Extracted records:
[Start of section]

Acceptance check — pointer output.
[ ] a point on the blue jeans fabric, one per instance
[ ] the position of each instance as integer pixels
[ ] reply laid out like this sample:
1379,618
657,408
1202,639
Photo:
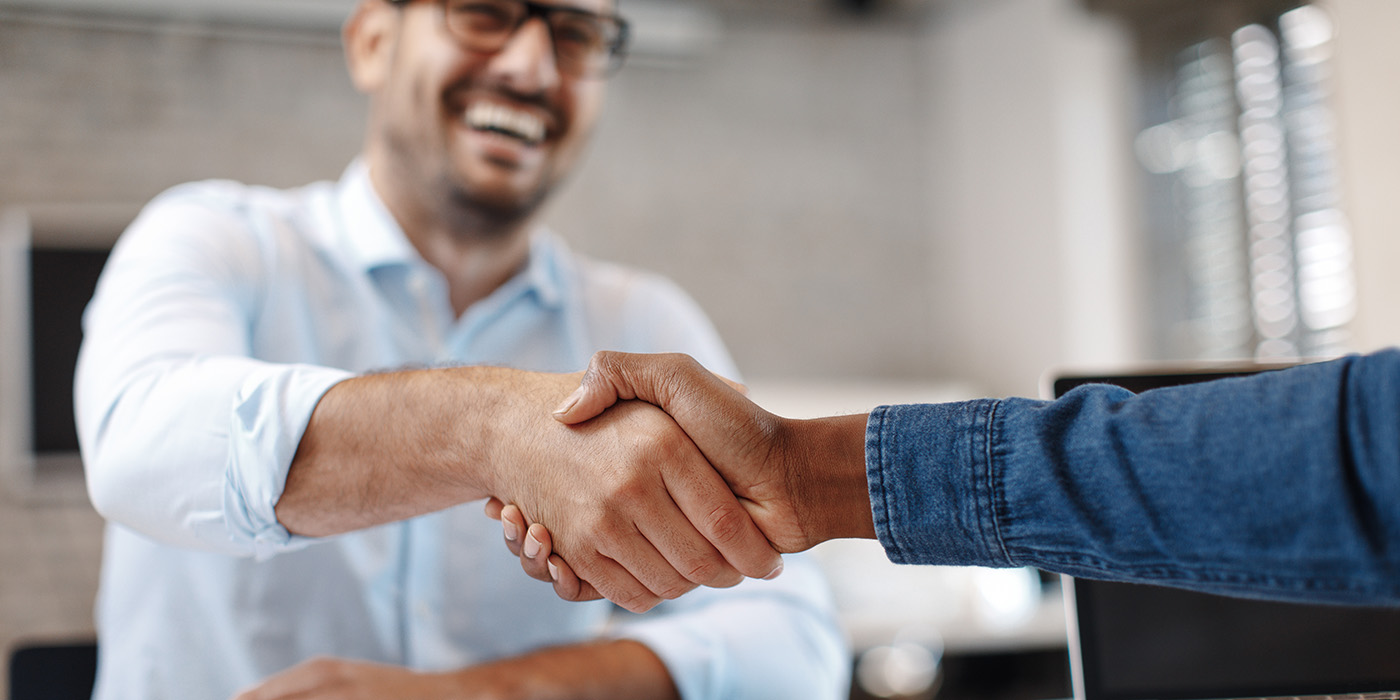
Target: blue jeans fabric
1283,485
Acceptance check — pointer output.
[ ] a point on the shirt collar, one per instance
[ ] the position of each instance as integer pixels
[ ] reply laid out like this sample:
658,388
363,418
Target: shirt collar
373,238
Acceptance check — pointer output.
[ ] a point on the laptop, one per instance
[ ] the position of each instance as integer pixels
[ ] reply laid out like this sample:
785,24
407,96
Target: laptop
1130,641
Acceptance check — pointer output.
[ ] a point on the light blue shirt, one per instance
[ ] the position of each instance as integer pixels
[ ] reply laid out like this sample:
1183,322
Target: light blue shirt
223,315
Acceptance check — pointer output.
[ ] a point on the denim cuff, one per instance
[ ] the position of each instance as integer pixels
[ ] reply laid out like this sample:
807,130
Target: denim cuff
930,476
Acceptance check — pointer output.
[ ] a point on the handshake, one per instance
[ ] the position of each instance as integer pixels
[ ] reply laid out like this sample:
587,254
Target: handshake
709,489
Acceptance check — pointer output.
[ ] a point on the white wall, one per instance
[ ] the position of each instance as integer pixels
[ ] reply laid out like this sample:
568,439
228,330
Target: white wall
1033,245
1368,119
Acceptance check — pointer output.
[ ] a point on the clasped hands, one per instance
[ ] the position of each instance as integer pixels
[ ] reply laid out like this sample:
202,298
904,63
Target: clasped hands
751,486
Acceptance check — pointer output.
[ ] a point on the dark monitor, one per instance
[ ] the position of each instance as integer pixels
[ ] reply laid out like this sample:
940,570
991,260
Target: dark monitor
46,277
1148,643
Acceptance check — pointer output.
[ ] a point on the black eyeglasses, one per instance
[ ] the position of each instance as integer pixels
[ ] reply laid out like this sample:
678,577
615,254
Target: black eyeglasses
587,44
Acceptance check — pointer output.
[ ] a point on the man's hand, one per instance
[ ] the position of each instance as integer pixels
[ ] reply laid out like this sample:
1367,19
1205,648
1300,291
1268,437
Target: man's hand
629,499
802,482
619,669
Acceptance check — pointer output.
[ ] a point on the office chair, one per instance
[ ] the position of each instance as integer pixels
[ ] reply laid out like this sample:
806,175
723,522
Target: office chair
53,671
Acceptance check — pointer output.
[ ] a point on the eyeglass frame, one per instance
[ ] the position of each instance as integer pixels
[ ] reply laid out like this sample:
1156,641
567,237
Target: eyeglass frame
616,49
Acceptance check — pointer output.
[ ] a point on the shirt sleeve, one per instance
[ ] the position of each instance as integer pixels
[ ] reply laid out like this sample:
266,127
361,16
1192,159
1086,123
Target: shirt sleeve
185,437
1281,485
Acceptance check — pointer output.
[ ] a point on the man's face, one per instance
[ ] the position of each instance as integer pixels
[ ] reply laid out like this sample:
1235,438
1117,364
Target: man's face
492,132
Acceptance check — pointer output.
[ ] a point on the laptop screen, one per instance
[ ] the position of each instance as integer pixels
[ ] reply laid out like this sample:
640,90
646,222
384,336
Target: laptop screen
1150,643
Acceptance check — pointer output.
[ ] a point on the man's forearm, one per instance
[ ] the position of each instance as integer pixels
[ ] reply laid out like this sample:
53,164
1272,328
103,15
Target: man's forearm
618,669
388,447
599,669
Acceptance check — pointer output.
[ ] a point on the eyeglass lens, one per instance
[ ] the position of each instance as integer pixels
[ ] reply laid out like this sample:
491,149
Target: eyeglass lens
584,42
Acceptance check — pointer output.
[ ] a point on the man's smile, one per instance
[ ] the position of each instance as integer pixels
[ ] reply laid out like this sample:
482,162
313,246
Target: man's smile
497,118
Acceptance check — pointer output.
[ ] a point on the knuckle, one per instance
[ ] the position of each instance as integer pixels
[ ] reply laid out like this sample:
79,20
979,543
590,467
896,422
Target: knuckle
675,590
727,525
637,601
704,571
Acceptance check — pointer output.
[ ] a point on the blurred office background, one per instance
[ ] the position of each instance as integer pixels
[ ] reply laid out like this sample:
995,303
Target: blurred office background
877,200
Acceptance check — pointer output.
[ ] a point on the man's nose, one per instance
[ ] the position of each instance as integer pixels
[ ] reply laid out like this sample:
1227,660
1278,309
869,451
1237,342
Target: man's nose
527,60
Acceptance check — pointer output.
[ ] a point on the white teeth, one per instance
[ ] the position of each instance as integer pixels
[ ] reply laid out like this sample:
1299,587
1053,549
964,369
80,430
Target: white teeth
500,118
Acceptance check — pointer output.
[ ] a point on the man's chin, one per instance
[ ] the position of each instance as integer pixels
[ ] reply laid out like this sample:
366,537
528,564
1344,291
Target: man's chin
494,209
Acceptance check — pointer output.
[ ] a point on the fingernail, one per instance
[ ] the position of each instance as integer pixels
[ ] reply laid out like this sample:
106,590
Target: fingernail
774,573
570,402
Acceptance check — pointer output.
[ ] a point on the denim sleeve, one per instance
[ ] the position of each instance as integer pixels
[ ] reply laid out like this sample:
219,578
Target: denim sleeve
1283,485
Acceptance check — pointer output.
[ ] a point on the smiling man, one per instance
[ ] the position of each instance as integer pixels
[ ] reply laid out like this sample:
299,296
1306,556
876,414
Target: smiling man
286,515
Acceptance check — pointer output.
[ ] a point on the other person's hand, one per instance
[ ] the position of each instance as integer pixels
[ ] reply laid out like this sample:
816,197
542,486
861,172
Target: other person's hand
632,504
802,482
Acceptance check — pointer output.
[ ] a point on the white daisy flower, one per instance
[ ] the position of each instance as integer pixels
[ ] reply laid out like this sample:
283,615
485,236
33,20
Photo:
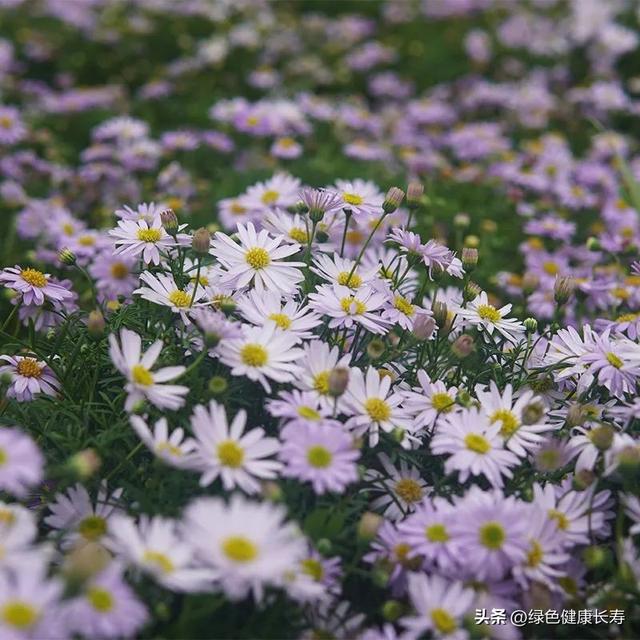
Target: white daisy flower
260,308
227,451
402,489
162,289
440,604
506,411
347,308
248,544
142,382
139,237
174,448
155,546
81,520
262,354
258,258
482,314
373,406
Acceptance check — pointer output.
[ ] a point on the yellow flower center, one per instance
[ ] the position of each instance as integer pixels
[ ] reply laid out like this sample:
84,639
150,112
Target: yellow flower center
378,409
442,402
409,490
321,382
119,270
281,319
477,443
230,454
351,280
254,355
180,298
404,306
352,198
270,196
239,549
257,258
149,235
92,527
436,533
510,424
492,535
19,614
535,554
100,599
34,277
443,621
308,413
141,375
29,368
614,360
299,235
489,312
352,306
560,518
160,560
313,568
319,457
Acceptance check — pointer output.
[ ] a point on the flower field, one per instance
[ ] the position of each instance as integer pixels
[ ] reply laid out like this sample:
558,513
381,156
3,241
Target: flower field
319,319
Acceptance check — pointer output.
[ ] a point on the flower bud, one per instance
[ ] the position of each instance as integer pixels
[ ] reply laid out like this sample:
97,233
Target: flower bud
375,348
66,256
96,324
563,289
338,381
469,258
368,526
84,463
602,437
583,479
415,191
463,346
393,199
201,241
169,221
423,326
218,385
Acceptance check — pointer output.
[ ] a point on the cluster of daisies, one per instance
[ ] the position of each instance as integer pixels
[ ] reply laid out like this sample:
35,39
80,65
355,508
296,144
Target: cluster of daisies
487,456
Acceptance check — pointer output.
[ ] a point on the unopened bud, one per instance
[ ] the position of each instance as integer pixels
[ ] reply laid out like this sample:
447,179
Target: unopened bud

[End of section]

Aim of the task: Copy out all of the data word for word. Do not carry over any picture.

Problem solution:
Acceptance check — pointer output.
[ ] a point on the blue jeans fabric, one per instance
[ ] the position of each instance as integer pixels
[ ] reply laid out like this sample:
1379,618
657,408
1202,639
Photo:
Target: blue jeans fabric
1283,485
Acceptance check — pointer output.
[ ] a point on the shirt collar, one per instance
[ ] the position of each instance as integer pixels
[ ] reply laid out like this sample:
658,388
363,418
Target: shirt collar
373,238
Acceptance check — pointer output.
[ ] a point on the laptop, one per instance
[ ] the position of each instance as integer pixels
[ ] reply laid out like this sample:
785,24
407,96
Target: laptop
1130,641
Acceptance check — pointer output.
[ ] a point on the light blue shirt, one per instance
[ ] the position of each instance as integer pixels
[ ] reply laid out like this sample:
1183,322
Target: light blue shirt
223,315
Acceptance check — pointer output.
[ ] a point on the denim cuff, one per instance
[ ] the position of each instance as integer pixels
[ ] reply laid out like this sample:
807,130
Target: denim cuff
930,476
Acceptance check — pointer output.
[ ] a point on the handshake, one per instance
[ ] the position of each instance as integer pixels
[ ] reply laid out like this sample:
587,254
Target: handshake
709,489
Acceptance check — pointer output.
[ ] a point on the white wall, one per instance
[ ] the position of each instance as integer pixels
[ ] reply laid out like this sample:
568,439
228,330
Target: white wall
1033,245
1368,119
Acceptance check — pointer output.
[ ] a point on the clasped hands, one per instance
[ ] the position of each instance as integer pixels
[ ] reply laid out like this sample:
202,298
904,63
Target: clasped hands
751,486
Acceptance check — pointer output.
[ ] a point on the dark monitor, one per instance
[ ] the position of each instance as integer pixels
[ ] reply laid out like this sample:
940,570
991,260
Target: dark monitor
46,277
1148,643
Acceptance check — pointer output.
[ ] a point on the black eyeglasses, one per instance
[ ] the position of each instance as integer pixels
[ ] reply laid out like this sample:
678,577
615,254
Target: black eyeglasses
587,44
Acceptance check — pointer output.
[ ] a point on the man's hand, one per instance
[ ] the position of each instance as integer pixels
[ ] reply laid out like this sample:
1367,19
1205,648
1300,291
1268,437
Target: man's hand
629,499
802,482
619,669
Acceptance check — pointer output.
[ ] a point on the office chair, one per instance
[ ] the position of each instance as integer pixels
[ ] reply laid out like this sample:
806,175
723,522
Target: office chair
53,671
Acceptance check — pointer output.
[ ] a point on the eyeglass frame, one per instance
[ ] the position of each instance as integer pixels
[ ] reply laid out like this sample:
1156,641
567,237
Target: eyeglass frame
616,49
Acceptance check — pointer output.
[ ] a point on the shirt sleeve, one per instance
[ ] the position of each instance as integer pixels
[ ] reply laid out like this sample:
266,127
361,16
1192,159
1086,123
Target: shirt sleeve
185,437
1281,485
Acceptance check — pointer output.
[ ] a point on the man's face, one per instance
[ ] the position of each instance as integer pixels
[ ] reply laid out like this sample:
1235,438
1117,364
Target: man's face
492,132
Acceptance check — pointer output.
[ ] a point on the laptop screen, one per instance
[ ] the position of each instance as integer pixels
[ ] reply laid out like this sample:
640,90
646,222
384,336
Target: laptop screen
1150,643
Acceptance check — pointer output.
[ ] a point on the man's forearm, one per instance
[ ] the position of each instance as integer pixels
[ ] reply laid out like this sample:
53,164
1272,328
103,15
Target: man's forearm
618,669
388,447
599,669
Acceptance check — pointer output.
[ ] a point on the eyeglass lens, one per instance
[ ] the position of each instance as integer pixels
[ ] reply laid out like this sample:
491,149
Target: eyeglass lens
584,42
Acceptance check — pointer output.
[ ] a point on the man's smile, one per instance
[ ] the position of each instance as integer pixels
[ ] reply laid out like this sample:
482,162
313,246
Target: man's smile
497,118
Acceptance check — pointer output.
[ ] a point on the knuckle, one per instance
[ ] the position of each instance as integer pixels
[ ] reply laid out like this sample:
79,20
979,543
590,467
896,422
Target: knuckle
675,590
727,525
637,601
704,571
Acceptance check — pointer output.
[ ] a point on the blurred office background, one per instance
[ ] the position of each instance as integer pixels
[ ] reply laid out like this sample:
995,303
Target: blurred office background
877,200
Acceptance check — pointer output.
[ ] a point on the man's nose, one per instance
[ ] the position of each instance as integer pixels
[ ] reply laid out like this sample:
1227,660
1278,309
869,451
1237,342
Target: man's nose
527,60
Acceptance check — pointer output.
[ ] a point on the white teeth, one per instance
[ ] the position of each instance as integer pixels
[ ] reply laid out like this sample:
1299,587
1053,549
964,369
80,430
Target: white teeth
500,118
Acceptance check — pointer output.
[ ] a point on the man's chin, one per instance
[ ] the position of each instance as integer pixels
[ ] reply laid out like this sample:
366,537
528,564
1344,291
Target: man's chin
494,209
Acceptance check — pointer output.
[ ] a point on the fingernail, one per instance
[ ] the position of each instance as integer pixels
[ ] reply laid out like this sample:
106,590
Target: fingernail
774,573
570,402
Acceptance check — pointer output.
[ ] a point on the denim sleeve, one per instance
[ ] the position of each instance as integer pixels
[ ] reply laid out like this sample:
219,578
Target: denim sleeve
1283,485
Acceptance check — pointer output.
[ ] a point on the smiling man, one per instance
[ ] the position of each instance as integer pixels
[ ] reply laid out like this sample:
299,296
1306,556
876,414
Target: smiling man
286,515
Acceptance check — pointer output.
[ ] a point on the other person's hand, one per instance
[ ] the position of each instance as integer pixels
[ ] reply laid out like this sample:
816,197
542,486
861,172
Target: other person's hand
632,504
802,482
Acceptance check — pointer output.
[ ] a point on the white daisy flower, one per instance
[ ] the position of each instance as integer pixels
[ ] reply laid out like this sample:
283,615
485,236
33,20
Photo:
Target: white daisy flower
260,308
227,451
402,489
162,289
440,604
506,411
347,308
248,544
142,382
139,237
174,448
155,546
81,520
262,354
258,258
482,314
373,406
Acceptance check — pointer output.
[ ] a point on the yellow flower center, one per instance
[ ] the position of each instance as integer pixels
[ ] reply laid out like this sample:
84,639
150,112
Target: yellow flower center
378,409
442,402
409,490
321,382
119,270
281,319
477,443
230,454
351,280
254,355
180,298
404,306
352,198
270,196
239,549
257,258
149,235
92,527
436,533
510,424
492,535
19,614
535,554
100,599
34,277
443,621
308,413
141,375
29,368
614,360
299,235
489,312
352,306
560,518
160,560
313,568
319,457
Acceptance check — pointer output.
[ ] a point on the flower field, one per instance
[ ] the position of each instance as integer pixels
[ ] reply laid out like this sample:
558,513
381,156
3,241
Target: flower field
319,319
Acceptance check — pointer output.
[ ] a point on the flower bud, one per instance
[ ] the position of each instance as integer pixels
[ ] reply laid out like this sample:
97,233
Target: flower bud
375,348
66,256
96,324
563,289
338,381
469,258
368,526
84,463
602,437
583,479
415,191
463,346
393,199
201,241
169,221
423,326
218,385
Acceptance check — pointer output.
[ ] a point on the cluster of daisies, one per instance
[ ] the position of each instance as integer pixels
[ ] reply laid out like this sample:
35,39
80,65
355,508
296,144
Target: cluster of daisies
487,456
Acceptance check — pointer output.
[ ] a point on the unopened bud, one per instance
[ ] the position of each instance as integer pixels
[ ] reply laid out like this sample:
447,179
Target: unopened bud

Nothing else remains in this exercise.